## [STORED DATA]
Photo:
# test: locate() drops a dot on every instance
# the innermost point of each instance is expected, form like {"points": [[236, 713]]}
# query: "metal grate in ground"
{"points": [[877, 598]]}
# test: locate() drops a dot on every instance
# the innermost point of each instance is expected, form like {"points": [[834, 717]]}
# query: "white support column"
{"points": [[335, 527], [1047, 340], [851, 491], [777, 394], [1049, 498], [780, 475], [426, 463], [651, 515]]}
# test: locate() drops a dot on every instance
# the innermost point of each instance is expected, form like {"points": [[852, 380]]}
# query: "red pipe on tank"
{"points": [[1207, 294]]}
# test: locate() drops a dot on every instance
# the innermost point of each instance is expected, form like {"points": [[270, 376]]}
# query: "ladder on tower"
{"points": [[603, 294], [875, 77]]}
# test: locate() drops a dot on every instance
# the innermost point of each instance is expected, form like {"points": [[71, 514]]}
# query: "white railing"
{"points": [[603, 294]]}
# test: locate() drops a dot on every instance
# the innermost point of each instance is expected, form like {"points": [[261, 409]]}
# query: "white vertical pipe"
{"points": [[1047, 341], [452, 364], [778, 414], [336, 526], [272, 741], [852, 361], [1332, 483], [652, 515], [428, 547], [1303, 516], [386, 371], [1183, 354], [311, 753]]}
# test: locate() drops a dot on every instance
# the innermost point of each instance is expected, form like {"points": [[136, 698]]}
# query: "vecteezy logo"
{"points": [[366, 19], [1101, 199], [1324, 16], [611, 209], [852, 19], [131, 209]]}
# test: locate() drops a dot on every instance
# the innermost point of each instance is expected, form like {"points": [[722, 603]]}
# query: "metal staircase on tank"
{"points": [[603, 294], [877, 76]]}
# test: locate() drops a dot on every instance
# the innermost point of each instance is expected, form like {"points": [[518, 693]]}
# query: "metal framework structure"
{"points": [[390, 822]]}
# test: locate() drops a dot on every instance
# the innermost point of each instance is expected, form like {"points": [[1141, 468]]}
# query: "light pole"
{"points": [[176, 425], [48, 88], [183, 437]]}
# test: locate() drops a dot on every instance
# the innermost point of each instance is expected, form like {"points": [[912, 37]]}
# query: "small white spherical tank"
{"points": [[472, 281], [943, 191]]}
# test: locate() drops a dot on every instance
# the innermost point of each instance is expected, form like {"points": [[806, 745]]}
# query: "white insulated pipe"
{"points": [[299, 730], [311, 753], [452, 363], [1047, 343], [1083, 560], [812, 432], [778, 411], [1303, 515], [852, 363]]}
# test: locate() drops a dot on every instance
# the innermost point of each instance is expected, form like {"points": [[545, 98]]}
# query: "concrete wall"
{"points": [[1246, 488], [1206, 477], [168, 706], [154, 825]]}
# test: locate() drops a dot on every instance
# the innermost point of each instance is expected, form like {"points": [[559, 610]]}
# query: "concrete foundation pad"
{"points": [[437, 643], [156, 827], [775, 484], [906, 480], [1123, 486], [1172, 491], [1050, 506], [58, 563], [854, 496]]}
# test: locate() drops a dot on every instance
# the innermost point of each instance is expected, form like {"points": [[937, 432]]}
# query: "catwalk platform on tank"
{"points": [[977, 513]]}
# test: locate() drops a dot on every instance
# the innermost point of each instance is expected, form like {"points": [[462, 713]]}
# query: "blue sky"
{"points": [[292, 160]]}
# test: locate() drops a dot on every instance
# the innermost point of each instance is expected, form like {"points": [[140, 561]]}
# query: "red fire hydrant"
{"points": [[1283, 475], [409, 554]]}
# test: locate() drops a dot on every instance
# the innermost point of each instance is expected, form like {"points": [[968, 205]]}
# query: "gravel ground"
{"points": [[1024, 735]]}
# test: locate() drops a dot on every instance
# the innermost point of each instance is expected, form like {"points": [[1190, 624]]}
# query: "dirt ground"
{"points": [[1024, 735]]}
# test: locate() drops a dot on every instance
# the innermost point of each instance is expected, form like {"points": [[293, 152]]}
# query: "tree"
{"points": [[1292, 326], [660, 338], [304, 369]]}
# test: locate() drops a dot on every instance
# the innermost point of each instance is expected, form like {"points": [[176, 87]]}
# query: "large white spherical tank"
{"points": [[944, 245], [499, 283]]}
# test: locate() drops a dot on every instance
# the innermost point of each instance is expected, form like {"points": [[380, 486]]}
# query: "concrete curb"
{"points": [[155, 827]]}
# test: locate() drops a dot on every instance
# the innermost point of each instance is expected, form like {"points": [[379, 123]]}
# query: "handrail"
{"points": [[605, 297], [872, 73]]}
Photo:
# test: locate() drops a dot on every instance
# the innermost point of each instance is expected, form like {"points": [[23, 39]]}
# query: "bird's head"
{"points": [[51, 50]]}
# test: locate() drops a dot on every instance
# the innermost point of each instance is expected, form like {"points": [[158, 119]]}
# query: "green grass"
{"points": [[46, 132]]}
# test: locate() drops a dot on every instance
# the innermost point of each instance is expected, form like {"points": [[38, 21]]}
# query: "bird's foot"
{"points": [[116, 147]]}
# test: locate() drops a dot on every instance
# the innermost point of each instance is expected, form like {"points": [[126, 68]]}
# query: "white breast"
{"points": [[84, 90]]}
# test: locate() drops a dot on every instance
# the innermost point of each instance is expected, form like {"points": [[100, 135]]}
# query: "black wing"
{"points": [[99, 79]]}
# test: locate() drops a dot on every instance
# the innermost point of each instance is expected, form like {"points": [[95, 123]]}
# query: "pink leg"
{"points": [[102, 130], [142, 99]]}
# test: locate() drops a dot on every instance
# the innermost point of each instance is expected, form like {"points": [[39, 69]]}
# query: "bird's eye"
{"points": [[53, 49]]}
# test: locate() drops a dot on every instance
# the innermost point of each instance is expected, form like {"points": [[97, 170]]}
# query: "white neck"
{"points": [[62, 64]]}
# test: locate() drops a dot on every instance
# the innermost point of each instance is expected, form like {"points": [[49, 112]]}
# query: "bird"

## [SET PROBLEM]
Each line of the material above must be retyped precisely.

## [COMPLETED TASK]
Photo:
# test: locate() drops a dot on every instance
# the innermost point of each instance is expected, form like {"points": [[236, 713]]}
# query: "metal grate in ground"
{"points": [[877, 598]]}
# test: locate() drops a dot on every instance
# the innermost point of each instance is expected, form like {"points": [[834, 717]]}
# query: "white support column"
{"points": [[335, 527], [1047, 340], [851, 491], [777, 394], [1049, 498], [780, 475], [426, 463], [651, 515]]}
# test: locate() drops a dot on every instance
# the innermost point of each instance is expected, form like {"points": [[852, 380]]}
# query: "red pipe on tank"
{"points": [[1207, 294]]}
# test: locate() drops a dot on every instance
# the innermost point of each instance is expected, form like {"points": [[270, 376]]}
# query: "ladder on tower"
{"points": [[603, 294], [875, 77]]}
# test: locate() drops a dot on every instance
# the innermost point of each instance is expected, form like {"points": [[71, 514]]}
# query: "white railing"
{"points": [[603, 294]]}
# test: locate() drops a dot on every instance
# the innermost point of each instance is expected, form like {"points": [[261, 409]]}
# query: "white vertical pipe"
{"points": [[1047, 341], [452, 364], [778, 414], [336, 526], [272, 741], [852, 361], [1332, 483], [652, 515], [428, 547], [1303, 516], [386, 371], [1183, 354], [311, 753]]}
# test: locate() drops a dot on every instance
# the innermost point of each instance is expected, form like {"points": [[136, 698]]}
# query: "vecteezy logo"
{"points": [[366, 19], [1101, 199], [1324, 16], [611, 209], [852, 19], [131, 209]]}
# test: locate() drops a dot on every instance
# the innermost point of each instance is expected, form like {"points": [[722, 603]]}
# query: "metal staircase on tank"
{"points": [[603, 294], [877, 76]]}
# test: locate() drops a dot on every instance
# the innermost point of each instance is expected, form like {"points": [[518, 693]]}
# query: "metal framework structure"
{"points": [[390, 822]]}
# test: locate() drops a dot on every instance
# the innermost point of each instance is expected, form like {"points": [[1141, 468]]}
# query: "light pole"
{"points": [[176, 425], [48, 88], [183, 437]]}
# test: locate() drops a dot on every instance
# the innermost point of each instance is expected, form like {"points": [[912, 37]]}
# query: "small white spherical tank"
{"points": [[472, 281], [943, 191]]}
# test: locate() drops a dot on every instance
# the innermost point of each instance is expected, form like {"points": [[806, 745]]}
# query: "white insulated pipe"
{"points": [[299, 730], [311, 753], [452, 363], [1047, 343], [1083, 560], [812, 432], [778, 411], [1303, 515], [852, 363]]}
# test: locate() drops a dot on every instance
# the innermost point of each instance is expected, form like {"points": [[545, 98]]}
# query: "concrete wall"
{"points": [[1246, 488], [1206, 477], [168, 706], [154, 825]]}
# test: locate() drops a dot on every instance
# the innermost point of each instance is expected, form like {"points": [[559, 610]]}
# query: "concrete foundation pad"
{"points": [[437, 643], [156, 827], [775, 484], [906, 480], [1123, 486], [1172, 491], [1050, 506], [58, 563], [854, 496]]}
# test: locate() drops a dot on every instance
# the innermost point of each instance is expected, form like {"points": [[937, 432]]}
# query: "catwalk platform on tank"
{"points": [[977, 513]]}
# test: locate() drops a dot on every instance
# the innermost point of each instance is expected, form like {"points": [[462, 713]]}
# query: "blue sky"
{"points": [[292, 160]]}
# test: locate() drops a dot on every instance
# the innermost point of each instance is expected, form like {"points": [[140, 561]]}
# query: "red fire hydrant"
{"points": [[1283, 475], [409, 554]]}
# test: locate() drops a dot on every instance
# the innermost point of each instance is expected, form like {"points": [[968, 205]]}
# query: "gravel ground"
{"points": [[1024, 735]]}
# test: locate() drops a dot on every instance
# the innermost point of each instance is expected, form like {"points": [[1190, 624]]}
# query: "dirt ground"
{"points": [[1024, 735]]}
# test: locate() drops a dot on every instance
# the innermost point of each instance is expected, form like {"points": [[293, 152]]}
# query: "tree"
{"points": [[1292, 326], [660, 338], [304, 369]]}
# test: locate() drops a dot on every instance
# the innermost point of each instance is expected, form like {"points": [[176, 87]]}
# query: "large white spherical tank"
{"points": [[944, 245], [499, 283]]}
# test: locate() drops a dot on every instance
# the innermost point of each instance is expected, form like {"points": [[380, 486]]}
# query: "concrete curb"
{"points": [[155, 827]]}
# test: locate() drops a dot on every instance
# the innermost point of each instance is expected, form like {"points": [[379, 123]]}
# query: "handrail"
{"points": [[605, 297], [872, 73]]}
Photo:
# test: locate() drops a dot on every instance
# the innermost point of each instance is expected, form like {"points": [[23, 39]]}
# query: "bird's head"
{"points": [[51, 50]]}
# test: locate() drops a dot on every instance
# the innermost point of each instance is expected, form like {"points": [[158, 119]]}
# query: "green grass"
{"points": [[46, 132]]}
# test: locate() drops a dot on every instance
# the innermost point of each instance is expected, form like {"points": [[38, 21]]}
# query: "bird's foot"
{"points": [[116, 147]]}
# test: locate() drops a dot on every instance
# the innermost point of each instance is expected, form like {"points": [[126, 68]]}
# query: "white breast"
{"points": [[84, 90]]}
# test: locate() drops a dot on every instance
# the innermost point of each instance is expected, form like {"points": [[100, 135]]}
# query: "black wing"
{"points": [[99, 79]]}
# test: locate() drops a dot on every instance
# the innermost point of each instance is expected, form like {"points": [[95, 123]]}
# query: "pink leg"
{"points": [[102, 130], [142, 99]]}
# test: locate() drops a dot on every instance
# the innermost point of each instance is expected, form like {"points": [[39, 69]]}
# query: "bird's eye"
{"points": [[53, 49]]}
# test: locate() drops a dot on every instance
# the innermost point of each instance is expected, form like {"points": [[97, 170]]}
# query: "white neck"
{"points": [[62, 64]]}
# test: locate() drops a dot on every instance
# the innermost point of each instance is expected, form like {"points": [[49, 112]]}
# query: "bird"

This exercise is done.